**What is asked**
Rewrite only the lines of data running from the line with "For practice, label the chrome" up to and including the line with "(1005, 731)", keeping every line and raising each coordinate by 26.

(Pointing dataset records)
⁂

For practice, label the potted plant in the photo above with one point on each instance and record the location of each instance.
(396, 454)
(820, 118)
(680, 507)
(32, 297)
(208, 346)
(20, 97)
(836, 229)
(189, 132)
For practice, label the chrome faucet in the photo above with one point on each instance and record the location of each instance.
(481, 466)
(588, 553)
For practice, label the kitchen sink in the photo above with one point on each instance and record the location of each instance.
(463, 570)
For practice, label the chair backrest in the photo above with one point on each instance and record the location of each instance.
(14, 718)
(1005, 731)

⁂

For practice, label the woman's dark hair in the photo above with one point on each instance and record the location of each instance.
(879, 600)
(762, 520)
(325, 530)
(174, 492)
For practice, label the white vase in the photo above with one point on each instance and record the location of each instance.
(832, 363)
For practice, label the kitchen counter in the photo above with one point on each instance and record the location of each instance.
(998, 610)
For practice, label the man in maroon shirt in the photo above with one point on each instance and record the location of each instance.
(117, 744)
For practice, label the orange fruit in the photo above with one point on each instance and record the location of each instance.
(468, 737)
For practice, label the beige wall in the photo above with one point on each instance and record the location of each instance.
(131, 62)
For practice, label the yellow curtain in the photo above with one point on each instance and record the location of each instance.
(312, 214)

⁂

**Output for this task**
For practice, label the chrome faucet in the photo above with one point on each instance and record the location of each instance.
(507, 492)
(614, 579)
For practice, label the kitchen sink in the photo above with one point on each instance and record the location of each instance.
(489, 596)
For practice, label the chair backrest in the photo above with one point on each instance and record the location of each instance.
(40, 744)
(1031, 757)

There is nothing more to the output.